EXERCÍCIO PROPOSTO A.
No trecho sobre a Via Sacra, o que simbolizou a última estação, a ressurreição de Cristo?
EXERCÍCIO PROPOSTO B.
Reproduza sem alterações as linhas dos registros que vão da linha que contém "flower in the photo above." até o fim dos registros, com as duas pontas incluídas.

TRECHO FORNECIDO.
Esperança como ressurreição
A última estação da Via Sacra, a ressurreição de Cristo, foi simbolizada pelos projetos sociais e pela mobilização da comunidade, que trazem esperança de um futuro melhor. Para os organizadores, esse é o recado mais importante: mesmo em meio às dores, há espaço para reconstrução e renascimento.
“Nos inspiramos em um artista espanhol chamado Cerezo Barredo que pintou várias igrejas no Mato Grosso. E ele já fazia lá essa leitura de Jesus Cristo, hoje na Amazônia, passando pelo desafio de conflito de terra, de assassinatos. Então é a mesma coisa: a ideia é pensar como é que essa paixão de Jesus Cristo é vivida hoje na comunidade e na vida dessas mulheres. O que significa cair pela primeira vez? O que significa ser condenado à morte? Quem é o Simão de Sirene que ajuda a comunidade? Quem é a Verônica que enxuga o rosto? O que é isso na comunidade?”

Linhas de um conjunto de dados de apontamento.
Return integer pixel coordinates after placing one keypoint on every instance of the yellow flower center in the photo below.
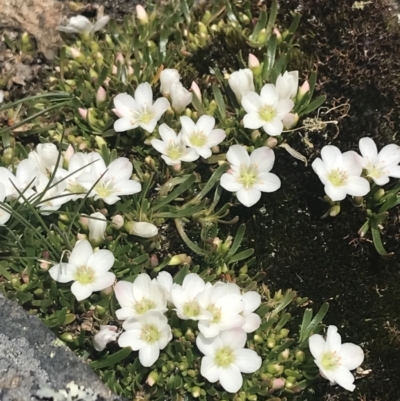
(224, 357)
(150, 333)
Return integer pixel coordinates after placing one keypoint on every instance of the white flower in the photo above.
(226, 359)
(184, 298)
(104, 336)
(109, 182)
(225, 303)
(287, 85)
(266, 110)
(172, 148)
(180, 97)
(45, 157)
(97, 227)
(81, 24)
(141, 229)
(139, 111)
(380, 166)
(4, 214)
(340, 173)
(23, 181)
(164, 279)
(201, 136)
(252, 301)
(241, 83)
(88, 270)
(147, 334)
(139, 297)
(250, 175)
(334, 359)
(168, 77)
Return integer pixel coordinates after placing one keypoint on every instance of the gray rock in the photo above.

RESULTADO DA TAREFA A.
Os projetos sociais e a mobilização da comunidade, que trazem esperança de um futuro melhor.

RESULTADO DA TAREFA B.
Return integer pixel coordinates after placing one keypoint on every instance of the white flower in the photo above.
(226, 359)
(184, 298)
(104, 336)
(109, 182)
(225, 303)
(287, 85)
(266, 110)
(172, 148)
(180, 97)
(45, 157)
(97, 227)
(81, 24)
(141, 229)
(139, 111)
(380, 166)
(4, 214)
(340, 173)
(23, 181)
(164, 279)
(201, 136)
(252, 301)
(241, 83)
(88, 270)
(147, 334)
(139, 297)
(250, 175)
(334, 359)
(168, 77)
Return integer pixel coordinates after placing one keypoint on every instance of the gray rock in the photo above.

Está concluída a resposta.